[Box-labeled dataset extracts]
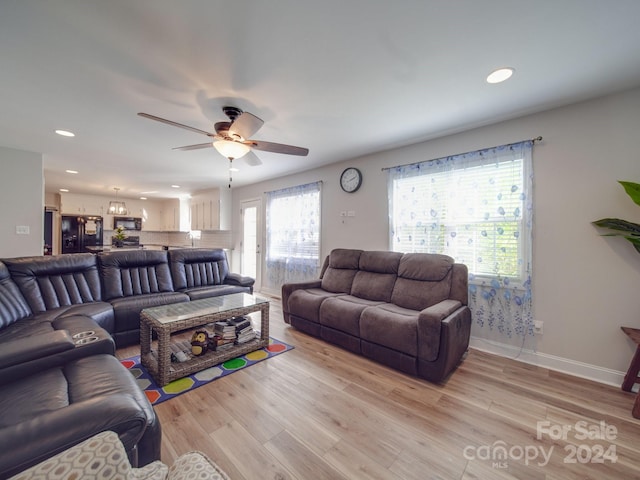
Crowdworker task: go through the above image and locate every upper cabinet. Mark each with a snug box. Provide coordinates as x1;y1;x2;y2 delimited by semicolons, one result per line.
60;193;109;215
190;188;231;230
159;198;190;232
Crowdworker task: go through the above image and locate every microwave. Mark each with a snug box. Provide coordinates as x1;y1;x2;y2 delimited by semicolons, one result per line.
113;217;142;230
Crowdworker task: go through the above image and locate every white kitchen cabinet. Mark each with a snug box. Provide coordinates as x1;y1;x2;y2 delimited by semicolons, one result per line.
160;198;183;232
60;193;108;215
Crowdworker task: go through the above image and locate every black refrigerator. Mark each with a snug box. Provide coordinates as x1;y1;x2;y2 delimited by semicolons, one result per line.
61;215;102;253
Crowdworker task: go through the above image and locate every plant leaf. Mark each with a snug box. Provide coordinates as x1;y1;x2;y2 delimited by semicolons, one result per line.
618;181;640;205
591;218;640;235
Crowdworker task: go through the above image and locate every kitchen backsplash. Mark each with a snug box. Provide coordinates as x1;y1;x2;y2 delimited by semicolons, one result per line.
104;230;233;249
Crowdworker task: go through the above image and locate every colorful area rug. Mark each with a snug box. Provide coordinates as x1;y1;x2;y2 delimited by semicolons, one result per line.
120;337;293;405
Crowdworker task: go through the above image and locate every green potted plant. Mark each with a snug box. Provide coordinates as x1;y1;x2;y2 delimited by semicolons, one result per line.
113;226;127;247
592;181;640;253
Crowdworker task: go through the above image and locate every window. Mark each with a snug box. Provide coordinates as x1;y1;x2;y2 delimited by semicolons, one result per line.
265;182;321;291
389;141;533;342
389;141;529;280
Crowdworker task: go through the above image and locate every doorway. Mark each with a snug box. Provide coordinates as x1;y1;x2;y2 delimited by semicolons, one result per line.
240;199;262;291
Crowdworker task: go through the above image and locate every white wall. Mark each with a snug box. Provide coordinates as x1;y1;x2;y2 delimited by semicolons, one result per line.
233;85;640;375
0;147;44;258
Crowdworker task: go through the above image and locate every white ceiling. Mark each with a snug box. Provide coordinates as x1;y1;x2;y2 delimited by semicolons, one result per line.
0;0;640;198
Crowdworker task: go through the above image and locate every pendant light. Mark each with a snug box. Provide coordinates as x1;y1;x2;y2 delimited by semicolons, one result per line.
108;187;129;215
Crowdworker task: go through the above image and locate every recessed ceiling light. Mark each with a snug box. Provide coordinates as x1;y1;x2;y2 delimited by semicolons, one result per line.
56;130;76;137
487;67;515;83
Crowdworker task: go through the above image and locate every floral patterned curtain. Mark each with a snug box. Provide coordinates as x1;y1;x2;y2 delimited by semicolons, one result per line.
263;182;321;294
389;141;533;345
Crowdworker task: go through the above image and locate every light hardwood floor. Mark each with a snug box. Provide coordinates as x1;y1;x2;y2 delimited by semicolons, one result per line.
118;299;640;480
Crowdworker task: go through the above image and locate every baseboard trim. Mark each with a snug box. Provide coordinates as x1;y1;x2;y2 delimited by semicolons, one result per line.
469;337;626;387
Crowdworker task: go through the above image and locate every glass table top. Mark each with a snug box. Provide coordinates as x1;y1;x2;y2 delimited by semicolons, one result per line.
142;293;269;323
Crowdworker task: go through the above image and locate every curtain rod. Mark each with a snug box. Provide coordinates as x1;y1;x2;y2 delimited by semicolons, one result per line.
382;135;542;172
262;180;322;195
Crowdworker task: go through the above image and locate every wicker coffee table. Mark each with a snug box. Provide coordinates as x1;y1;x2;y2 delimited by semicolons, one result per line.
140;293;269;387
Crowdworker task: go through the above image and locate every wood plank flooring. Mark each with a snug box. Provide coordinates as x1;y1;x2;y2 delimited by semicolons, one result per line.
117;299;640;480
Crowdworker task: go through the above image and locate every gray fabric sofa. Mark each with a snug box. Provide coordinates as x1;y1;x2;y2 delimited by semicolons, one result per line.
0;249;254;478
282;249;471;382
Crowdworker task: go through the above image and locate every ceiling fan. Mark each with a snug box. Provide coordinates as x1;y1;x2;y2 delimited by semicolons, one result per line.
138;106;309;166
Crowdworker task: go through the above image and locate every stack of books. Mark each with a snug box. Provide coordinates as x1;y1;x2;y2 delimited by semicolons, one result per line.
227;317;256;344
213;320;236;340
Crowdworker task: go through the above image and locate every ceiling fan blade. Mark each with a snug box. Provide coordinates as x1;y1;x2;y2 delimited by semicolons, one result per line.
242;151;262;167
229;112;264;139
171;142;213;150
244;140;309;157
138;112;215;137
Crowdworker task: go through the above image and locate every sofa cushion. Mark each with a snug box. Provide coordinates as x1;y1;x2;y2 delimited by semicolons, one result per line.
391;253;453;310
322;248;362;293
98;250;174;300
360;303;418;356
358;251;403;274
111;292;189;336
29;302;114;333
169;248;229;290
319;295;382;337
180;285;251;300
0;262;31;330
0;355;161;478
288;288;341;323
351;271;397;302
4;253;102;313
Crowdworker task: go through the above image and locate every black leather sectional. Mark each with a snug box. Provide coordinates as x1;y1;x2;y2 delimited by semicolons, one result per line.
0;249;254;478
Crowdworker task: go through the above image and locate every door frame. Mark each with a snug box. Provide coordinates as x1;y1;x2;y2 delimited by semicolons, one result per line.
240;197;264;291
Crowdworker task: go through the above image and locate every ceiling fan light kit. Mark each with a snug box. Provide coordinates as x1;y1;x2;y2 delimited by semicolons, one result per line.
138;106;309;171
107;187;129;215
213;140;250;160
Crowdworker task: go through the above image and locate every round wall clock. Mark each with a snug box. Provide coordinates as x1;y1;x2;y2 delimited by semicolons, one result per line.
340;167;362;193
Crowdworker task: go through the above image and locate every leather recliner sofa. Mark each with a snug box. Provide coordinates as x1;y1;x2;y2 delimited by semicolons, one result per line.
282;249;471;382
0;249;254;478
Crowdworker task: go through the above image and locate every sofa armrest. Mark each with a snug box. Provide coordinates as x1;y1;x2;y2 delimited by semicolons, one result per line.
418;299;462;362
0;395;147;478
224;272;256;293
0;330;75;369
282;280;322;323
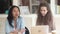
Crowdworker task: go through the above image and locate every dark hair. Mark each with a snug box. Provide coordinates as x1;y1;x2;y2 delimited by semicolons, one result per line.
7;6;20;27
36;1;53;30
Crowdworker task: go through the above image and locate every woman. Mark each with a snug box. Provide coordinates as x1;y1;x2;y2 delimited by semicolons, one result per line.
36;2;55;32
6;6;25;34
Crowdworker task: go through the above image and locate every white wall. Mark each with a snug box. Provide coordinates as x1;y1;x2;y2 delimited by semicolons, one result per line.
13;0;20;6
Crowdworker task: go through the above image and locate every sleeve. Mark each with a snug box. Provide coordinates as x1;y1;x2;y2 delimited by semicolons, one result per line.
5;20;10;34
21;18;25;29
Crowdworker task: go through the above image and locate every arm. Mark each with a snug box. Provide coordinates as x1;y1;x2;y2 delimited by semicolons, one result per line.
19;18;25;34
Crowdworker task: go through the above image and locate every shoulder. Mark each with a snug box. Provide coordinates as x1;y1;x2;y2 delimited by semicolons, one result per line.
18;16;23;20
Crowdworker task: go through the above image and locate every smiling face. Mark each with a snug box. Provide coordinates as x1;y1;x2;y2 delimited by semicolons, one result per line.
40;6;48;16
12;7;19;18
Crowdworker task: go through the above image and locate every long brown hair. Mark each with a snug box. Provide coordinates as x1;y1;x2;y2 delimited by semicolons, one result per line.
37;2;53;25
36;1;53;30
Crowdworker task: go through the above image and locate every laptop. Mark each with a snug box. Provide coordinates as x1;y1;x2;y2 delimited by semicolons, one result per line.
31;25;49;34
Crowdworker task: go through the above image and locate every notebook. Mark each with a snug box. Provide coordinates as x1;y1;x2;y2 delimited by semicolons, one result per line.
31;25;49;34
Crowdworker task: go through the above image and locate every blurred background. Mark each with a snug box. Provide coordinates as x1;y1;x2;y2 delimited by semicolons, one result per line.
0;0;60;34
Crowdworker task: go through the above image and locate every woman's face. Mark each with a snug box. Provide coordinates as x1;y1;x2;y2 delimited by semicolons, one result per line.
40;6;48;16
12;7;19;18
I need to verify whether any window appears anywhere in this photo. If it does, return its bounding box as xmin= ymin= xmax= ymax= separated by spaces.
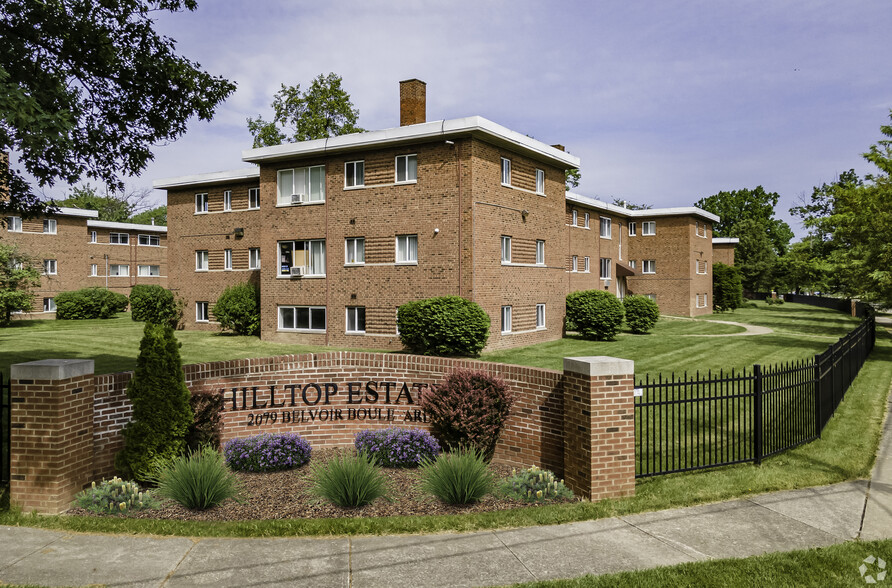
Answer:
xmin=195 ymin=302 xmax=208 ymax=323
xmin=276 ymin=165 xmax=325 ymax=205
xmin=502 ymin=306 xmax=511 ymax=333
xmin=396 ymin=155 xmax=418 ymax=184
xmin=136 ymin=235 xmax=161 ymax=247
xmin=600 ymin=257 xmax=612 ymax=280
xmin=279 ymin=239 xmax=325 ymax=276
xmin=195 ymin=194 xmax=208 ymax=213
xmin=344 ymin=161 xmax=365 ymax=188
xmin=279 ymin=306 xmax=325 ymax=332
xmin=344 ymin=237 xmax=365 ymax=264
xmin=396 ymin=235 xmax=418 ymax=263
xmin=347 ymin=306 xmax=365 ymax=333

EXERCISE BRIEF:
Repeat the lines of the data verbatim, beginning at the line that contains "locate every floral" and stopping after the line that contains "140;293;269;387".

RESULT OF THIS TASK:
Crowdworker task: go through the above image and locate every floral patterned curtain. Mark each with a snug box. Provide coordinates as x1;y1;x2;y2 delimited by semicolons, one result per line.
263;182;321;294
389;141;533;345
Crowdworker task: go through the above image and locate every light hardwood floor. Mark each with a snug box. Provide coordinates as x1;y1;x2;y2 delimited by semicolons, one result per line.
118;299;640;480
Crowdworker task: go through the above image and locate every baseboard trim. Mark each with a snug box. Provide coordinates as x1;y1;x2;y2 delimited by semicolons, one result per line.
469;337;626;387
Crowdworker task: go through the above image and locate every glass table top. Mark each with a snug box. Provide coordinates as x1;y1;x2;y2 delimited by semicolons, one result per line.
142;293;269;323
Crowdworker task: go through the above image and locate every curtain rod. Mark each with a snug box. Provide coordinates as x1;y1;x2;y2 delimited by semicolons, one result per line.
382;135;542;172
262;180;322;195
Crowdworker task: go through the above image and locate every wicker coffee table. Mark each with a snug box. Provide coordinates as x1;y1;x2;y2 delimited by semicolons, one result per line.
140;293;269;387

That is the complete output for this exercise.